(Stored entries)
-- Opening Marker --
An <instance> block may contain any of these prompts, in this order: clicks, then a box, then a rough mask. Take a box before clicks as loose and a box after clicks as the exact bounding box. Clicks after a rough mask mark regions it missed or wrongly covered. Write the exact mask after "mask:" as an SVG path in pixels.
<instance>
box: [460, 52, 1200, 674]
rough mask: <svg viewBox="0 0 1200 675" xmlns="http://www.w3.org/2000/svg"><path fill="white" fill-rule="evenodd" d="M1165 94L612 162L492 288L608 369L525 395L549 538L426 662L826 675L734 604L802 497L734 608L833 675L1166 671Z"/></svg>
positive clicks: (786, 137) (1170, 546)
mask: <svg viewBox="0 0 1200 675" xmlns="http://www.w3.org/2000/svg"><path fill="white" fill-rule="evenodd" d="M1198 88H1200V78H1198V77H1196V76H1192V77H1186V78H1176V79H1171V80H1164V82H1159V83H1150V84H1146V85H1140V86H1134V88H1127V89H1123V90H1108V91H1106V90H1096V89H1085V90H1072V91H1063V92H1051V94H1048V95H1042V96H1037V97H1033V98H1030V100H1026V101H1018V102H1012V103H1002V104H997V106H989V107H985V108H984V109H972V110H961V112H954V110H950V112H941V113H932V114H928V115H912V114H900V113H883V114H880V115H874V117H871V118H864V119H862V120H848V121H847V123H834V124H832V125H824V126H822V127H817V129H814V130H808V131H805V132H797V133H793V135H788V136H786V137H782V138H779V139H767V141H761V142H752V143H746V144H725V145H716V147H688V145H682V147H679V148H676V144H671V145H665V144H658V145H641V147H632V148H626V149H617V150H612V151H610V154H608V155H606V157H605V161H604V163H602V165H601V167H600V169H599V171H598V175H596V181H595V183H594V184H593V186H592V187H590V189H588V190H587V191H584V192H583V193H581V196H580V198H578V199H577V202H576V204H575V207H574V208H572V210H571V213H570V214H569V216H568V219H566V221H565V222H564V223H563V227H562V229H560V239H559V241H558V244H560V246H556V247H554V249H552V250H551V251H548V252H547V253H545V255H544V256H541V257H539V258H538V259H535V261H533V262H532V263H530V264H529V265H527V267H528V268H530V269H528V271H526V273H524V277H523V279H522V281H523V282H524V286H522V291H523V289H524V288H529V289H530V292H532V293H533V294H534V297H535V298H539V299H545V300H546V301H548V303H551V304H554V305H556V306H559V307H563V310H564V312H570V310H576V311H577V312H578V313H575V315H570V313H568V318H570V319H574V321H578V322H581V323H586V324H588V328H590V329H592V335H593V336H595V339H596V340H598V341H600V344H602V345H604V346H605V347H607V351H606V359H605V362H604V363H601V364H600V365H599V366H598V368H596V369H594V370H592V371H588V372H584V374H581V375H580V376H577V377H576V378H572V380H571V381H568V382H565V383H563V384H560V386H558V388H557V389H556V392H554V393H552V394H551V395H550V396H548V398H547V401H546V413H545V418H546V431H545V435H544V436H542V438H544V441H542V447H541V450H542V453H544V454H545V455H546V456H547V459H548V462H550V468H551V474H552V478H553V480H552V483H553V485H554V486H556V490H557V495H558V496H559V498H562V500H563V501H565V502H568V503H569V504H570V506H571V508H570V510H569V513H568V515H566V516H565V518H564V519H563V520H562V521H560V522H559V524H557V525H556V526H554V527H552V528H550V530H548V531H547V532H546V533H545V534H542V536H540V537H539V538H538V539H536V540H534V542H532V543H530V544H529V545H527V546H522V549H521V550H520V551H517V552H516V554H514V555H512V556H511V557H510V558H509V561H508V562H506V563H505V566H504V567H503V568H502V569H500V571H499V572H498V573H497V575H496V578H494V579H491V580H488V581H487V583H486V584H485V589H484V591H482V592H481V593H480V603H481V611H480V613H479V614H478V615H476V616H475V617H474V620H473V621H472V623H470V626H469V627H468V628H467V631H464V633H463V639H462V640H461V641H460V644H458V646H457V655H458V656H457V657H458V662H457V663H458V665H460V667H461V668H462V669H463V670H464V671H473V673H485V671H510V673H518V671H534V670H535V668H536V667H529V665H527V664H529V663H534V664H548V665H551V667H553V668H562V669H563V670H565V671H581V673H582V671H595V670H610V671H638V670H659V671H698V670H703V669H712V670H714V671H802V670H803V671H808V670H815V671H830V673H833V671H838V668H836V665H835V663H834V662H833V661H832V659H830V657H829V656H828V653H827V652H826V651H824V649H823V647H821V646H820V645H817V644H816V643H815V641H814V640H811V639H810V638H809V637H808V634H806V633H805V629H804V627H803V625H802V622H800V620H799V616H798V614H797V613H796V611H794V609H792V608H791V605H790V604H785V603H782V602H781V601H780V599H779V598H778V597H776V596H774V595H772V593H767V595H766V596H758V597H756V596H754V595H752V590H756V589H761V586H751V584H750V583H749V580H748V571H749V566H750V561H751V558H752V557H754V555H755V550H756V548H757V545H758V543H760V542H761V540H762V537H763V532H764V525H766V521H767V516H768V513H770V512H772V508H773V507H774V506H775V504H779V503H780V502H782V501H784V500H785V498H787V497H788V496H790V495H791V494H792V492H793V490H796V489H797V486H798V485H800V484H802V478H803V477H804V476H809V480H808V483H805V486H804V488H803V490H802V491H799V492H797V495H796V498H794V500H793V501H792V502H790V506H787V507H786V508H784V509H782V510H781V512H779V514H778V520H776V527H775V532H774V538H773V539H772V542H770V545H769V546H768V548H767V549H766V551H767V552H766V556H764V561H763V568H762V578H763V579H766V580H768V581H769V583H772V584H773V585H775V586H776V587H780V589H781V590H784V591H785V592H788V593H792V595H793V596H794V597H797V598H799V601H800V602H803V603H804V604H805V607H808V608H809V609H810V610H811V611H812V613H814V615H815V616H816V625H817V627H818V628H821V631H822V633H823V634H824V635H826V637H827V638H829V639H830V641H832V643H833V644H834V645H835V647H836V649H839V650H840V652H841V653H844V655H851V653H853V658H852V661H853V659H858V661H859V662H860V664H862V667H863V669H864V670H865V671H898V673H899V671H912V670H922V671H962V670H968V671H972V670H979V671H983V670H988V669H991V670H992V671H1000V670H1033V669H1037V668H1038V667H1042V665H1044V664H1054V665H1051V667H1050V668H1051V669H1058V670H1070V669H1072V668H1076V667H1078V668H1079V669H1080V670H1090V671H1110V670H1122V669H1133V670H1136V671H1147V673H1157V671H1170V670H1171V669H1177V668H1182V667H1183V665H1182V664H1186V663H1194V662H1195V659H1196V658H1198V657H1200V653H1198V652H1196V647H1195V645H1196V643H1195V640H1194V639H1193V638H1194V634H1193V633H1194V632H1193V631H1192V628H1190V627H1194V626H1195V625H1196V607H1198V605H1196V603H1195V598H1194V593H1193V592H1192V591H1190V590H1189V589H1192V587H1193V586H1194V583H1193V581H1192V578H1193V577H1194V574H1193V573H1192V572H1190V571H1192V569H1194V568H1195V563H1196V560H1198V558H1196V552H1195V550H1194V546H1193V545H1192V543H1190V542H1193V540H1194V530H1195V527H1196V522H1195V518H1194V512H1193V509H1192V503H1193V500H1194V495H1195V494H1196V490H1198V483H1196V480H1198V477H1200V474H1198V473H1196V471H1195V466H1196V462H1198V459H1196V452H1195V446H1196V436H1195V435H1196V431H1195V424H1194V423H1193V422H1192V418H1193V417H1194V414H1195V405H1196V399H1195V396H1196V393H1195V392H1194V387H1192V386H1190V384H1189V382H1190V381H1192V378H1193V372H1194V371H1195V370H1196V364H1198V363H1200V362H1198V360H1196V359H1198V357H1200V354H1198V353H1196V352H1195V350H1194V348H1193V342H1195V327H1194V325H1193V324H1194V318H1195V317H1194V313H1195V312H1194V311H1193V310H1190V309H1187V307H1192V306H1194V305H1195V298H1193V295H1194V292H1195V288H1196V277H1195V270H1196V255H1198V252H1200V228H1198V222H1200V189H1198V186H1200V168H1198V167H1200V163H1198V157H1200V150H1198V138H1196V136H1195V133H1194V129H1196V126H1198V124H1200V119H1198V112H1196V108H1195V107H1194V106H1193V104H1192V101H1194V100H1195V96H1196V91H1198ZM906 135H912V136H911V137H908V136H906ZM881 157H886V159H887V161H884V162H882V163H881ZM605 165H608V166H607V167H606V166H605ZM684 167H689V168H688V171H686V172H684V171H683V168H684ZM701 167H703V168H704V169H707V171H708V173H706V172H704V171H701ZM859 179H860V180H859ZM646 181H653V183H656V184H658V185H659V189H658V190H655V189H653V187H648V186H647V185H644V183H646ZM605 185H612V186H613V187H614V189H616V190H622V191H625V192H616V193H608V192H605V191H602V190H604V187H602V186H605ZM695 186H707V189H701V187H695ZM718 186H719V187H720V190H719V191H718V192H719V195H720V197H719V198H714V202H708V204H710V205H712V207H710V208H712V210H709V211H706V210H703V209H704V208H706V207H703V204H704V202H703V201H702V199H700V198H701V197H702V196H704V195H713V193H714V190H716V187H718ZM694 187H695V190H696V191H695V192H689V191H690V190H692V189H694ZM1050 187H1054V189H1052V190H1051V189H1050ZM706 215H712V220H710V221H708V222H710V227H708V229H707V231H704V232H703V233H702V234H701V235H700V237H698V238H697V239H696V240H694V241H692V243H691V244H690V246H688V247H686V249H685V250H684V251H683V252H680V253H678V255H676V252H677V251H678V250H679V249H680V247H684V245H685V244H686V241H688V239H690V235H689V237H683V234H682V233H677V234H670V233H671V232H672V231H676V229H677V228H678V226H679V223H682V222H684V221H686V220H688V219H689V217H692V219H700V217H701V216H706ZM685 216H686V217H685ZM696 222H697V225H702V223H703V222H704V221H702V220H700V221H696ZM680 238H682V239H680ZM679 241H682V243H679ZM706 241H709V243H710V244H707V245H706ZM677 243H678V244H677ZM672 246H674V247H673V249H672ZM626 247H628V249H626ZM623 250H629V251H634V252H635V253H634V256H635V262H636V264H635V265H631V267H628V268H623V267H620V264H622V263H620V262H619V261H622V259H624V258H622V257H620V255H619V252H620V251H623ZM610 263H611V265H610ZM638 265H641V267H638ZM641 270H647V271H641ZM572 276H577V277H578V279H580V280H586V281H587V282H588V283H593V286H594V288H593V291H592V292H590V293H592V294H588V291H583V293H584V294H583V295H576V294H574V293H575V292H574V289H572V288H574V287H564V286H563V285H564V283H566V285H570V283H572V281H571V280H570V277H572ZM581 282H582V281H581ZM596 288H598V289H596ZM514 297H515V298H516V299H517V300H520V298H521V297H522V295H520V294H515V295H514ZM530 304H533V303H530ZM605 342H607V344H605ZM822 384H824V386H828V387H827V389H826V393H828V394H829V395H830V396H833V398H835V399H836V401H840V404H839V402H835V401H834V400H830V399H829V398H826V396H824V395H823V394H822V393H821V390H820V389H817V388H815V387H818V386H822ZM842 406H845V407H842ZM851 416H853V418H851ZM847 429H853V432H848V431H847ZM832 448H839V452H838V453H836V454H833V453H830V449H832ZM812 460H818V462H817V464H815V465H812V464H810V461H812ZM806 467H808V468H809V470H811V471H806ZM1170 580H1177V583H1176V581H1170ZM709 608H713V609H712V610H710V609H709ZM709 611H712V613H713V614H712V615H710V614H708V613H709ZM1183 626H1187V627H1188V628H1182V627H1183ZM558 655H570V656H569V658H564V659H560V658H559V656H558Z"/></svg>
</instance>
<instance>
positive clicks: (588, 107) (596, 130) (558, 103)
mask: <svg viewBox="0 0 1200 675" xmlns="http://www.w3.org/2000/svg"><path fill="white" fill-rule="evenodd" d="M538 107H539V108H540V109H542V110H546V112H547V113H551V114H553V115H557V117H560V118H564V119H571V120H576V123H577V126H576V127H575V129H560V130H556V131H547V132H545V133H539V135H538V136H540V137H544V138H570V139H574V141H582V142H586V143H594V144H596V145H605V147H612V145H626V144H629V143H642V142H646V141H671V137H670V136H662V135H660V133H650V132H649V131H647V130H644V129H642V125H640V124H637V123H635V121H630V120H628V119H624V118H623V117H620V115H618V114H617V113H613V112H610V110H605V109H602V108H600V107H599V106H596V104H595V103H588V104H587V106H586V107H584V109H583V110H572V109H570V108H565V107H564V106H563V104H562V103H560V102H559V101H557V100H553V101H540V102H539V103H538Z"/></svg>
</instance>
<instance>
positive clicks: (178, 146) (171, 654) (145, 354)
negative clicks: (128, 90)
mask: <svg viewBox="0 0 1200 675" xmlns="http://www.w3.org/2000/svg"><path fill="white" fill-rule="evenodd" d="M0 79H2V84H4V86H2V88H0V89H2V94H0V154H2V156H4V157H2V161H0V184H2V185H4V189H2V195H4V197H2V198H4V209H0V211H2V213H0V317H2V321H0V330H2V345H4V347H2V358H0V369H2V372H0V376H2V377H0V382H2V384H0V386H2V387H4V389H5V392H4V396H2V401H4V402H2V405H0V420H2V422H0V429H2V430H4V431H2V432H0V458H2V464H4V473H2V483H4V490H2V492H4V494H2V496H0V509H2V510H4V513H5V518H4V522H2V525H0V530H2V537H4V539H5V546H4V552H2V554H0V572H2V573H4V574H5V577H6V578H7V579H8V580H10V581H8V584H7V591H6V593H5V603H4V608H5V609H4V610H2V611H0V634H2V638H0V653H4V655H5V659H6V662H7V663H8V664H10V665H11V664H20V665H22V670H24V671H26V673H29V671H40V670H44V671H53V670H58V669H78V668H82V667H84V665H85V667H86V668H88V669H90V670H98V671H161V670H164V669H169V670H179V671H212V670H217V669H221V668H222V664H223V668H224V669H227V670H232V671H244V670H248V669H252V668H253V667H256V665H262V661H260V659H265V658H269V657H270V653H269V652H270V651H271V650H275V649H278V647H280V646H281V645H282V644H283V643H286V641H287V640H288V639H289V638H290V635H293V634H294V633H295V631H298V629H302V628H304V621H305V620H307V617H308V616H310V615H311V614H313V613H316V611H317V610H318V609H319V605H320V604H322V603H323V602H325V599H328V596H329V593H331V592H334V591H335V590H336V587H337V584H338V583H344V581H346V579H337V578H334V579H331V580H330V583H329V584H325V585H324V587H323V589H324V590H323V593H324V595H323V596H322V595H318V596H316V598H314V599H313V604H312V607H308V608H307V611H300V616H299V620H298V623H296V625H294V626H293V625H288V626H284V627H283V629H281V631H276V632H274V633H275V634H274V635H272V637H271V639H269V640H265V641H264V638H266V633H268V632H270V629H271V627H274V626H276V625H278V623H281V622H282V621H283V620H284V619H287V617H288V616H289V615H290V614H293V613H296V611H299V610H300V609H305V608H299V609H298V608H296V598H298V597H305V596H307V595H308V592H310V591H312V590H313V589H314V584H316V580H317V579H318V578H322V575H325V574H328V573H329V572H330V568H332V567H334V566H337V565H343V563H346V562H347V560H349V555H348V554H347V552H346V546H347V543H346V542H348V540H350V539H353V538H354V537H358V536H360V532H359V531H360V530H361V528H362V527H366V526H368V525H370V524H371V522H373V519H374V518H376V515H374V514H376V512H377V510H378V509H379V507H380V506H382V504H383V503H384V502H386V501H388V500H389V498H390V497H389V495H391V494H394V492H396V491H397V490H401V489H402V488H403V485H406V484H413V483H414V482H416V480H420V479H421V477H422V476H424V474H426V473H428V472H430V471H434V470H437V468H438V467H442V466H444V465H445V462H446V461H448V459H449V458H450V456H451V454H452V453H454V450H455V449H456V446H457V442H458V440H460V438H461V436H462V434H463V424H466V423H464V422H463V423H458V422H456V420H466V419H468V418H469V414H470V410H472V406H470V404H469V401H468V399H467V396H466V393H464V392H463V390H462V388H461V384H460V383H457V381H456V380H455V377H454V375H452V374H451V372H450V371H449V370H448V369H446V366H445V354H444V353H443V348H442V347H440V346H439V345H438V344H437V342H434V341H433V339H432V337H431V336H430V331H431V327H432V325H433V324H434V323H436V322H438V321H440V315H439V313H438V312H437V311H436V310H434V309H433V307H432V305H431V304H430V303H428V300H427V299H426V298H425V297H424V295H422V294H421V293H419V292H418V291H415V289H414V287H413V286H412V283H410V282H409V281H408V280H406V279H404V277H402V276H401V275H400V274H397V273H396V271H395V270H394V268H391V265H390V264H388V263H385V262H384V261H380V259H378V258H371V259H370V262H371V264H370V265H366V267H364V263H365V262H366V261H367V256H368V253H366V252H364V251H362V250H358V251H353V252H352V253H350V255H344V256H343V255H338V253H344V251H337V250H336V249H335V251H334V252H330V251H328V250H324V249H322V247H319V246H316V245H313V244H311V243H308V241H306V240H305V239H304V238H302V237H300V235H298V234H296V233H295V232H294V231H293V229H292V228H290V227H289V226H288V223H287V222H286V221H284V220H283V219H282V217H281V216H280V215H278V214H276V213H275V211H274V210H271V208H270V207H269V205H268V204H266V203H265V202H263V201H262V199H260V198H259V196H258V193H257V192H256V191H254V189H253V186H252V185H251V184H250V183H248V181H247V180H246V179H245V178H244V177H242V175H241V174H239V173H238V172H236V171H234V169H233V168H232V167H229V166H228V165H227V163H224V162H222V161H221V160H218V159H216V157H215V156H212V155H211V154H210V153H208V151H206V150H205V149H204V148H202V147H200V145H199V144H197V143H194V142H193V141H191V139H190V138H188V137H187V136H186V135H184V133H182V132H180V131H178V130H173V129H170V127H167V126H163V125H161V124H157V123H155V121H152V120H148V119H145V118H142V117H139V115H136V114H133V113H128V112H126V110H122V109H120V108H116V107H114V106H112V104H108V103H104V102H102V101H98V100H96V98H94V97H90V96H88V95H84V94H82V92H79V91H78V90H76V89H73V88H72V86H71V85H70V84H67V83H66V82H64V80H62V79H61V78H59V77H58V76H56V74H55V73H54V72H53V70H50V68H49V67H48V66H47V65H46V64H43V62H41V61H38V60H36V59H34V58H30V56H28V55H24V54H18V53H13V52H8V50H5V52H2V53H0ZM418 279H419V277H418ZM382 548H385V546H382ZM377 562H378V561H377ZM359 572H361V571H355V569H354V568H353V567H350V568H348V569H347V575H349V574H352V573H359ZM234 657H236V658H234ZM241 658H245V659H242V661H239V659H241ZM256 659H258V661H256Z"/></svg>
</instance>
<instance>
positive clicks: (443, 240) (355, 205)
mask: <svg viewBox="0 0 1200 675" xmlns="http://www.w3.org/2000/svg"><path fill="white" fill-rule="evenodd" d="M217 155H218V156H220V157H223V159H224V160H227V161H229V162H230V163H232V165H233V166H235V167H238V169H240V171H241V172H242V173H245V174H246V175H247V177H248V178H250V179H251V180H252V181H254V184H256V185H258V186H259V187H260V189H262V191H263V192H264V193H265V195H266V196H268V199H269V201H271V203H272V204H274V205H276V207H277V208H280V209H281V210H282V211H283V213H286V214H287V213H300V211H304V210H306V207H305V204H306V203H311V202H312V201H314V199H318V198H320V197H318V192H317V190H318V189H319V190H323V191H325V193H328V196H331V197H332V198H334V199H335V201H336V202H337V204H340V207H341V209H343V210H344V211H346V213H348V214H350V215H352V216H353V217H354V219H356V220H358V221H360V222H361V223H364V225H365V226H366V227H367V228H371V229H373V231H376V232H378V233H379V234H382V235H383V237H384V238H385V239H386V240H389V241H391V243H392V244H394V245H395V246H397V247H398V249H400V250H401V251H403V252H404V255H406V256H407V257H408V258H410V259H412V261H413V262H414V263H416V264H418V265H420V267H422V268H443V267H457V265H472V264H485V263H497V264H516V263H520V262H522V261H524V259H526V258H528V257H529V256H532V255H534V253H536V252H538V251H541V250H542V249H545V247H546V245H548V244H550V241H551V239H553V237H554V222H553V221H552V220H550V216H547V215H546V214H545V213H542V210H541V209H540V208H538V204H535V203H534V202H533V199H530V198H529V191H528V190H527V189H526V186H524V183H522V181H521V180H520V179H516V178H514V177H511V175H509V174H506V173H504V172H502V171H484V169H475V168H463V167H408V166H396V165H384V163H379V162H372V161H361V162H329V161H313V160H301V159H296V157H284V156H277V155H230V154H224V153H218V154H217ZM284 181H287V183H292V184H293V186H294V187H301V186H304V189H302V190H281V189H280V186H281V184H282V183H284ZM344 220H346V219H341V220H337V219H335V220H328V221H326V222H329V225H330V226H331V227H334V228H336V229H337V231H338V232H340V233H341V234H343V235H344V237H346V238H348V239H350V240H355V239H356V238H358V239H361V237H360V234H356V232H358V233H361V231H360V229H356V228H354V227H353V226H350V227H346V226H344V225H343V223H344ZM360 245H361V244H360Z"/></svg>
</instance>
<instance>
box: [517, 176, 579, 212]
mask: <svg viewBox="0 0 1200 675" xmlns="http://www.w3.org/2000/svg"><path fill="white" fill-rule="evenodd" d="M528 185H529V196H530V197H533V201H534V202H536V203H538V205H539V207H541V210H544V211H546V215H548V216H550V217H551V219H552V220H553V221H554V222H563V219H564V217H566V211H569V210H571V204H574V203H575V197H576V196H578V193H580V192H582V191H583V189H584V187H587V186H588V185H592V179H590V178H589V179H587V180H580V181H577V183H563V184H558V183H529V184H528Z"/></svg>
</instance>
-- Closing Marker --
- ACTIVITY -
Lay out the lines from the start of the entries through the line containing "positive clicks: (786, 137) (1170, 546)", inclusive, as a Markdown table with columns Row and Line, omitting any blank lines.

- SOLUTION TO THIS EXERCISE -
| Row | Line |
|---|---|
| 1 | An <instance> block may contain any of these prompts, in this order: clicks, then a box, then a rough mask. Take a box before clicks as loose and a box after clicks as the exact bounding box. Clicks after a rough mask mark regions it missed or wrongly covered. Write the exact mask after "mask:" as an SVG path in pixels. |
| 2 | <instance> |
| 3 | box: [460, 52, 1200, 674] |
| 4 | rough mask: <svg viewBox="0 0 1200 675" xmlns="http://www.w3.org/2000/svg"><path fill="white" fill-rule="evenodd" d="M1165 94L612 162L492 288L608 369L525 395L549 538L426 662L826 675L734 604L802 497L734 608L833 675L1166 671Z"/></svg> |
| 5 | positive clicks: (786, 137) (1170, 546) |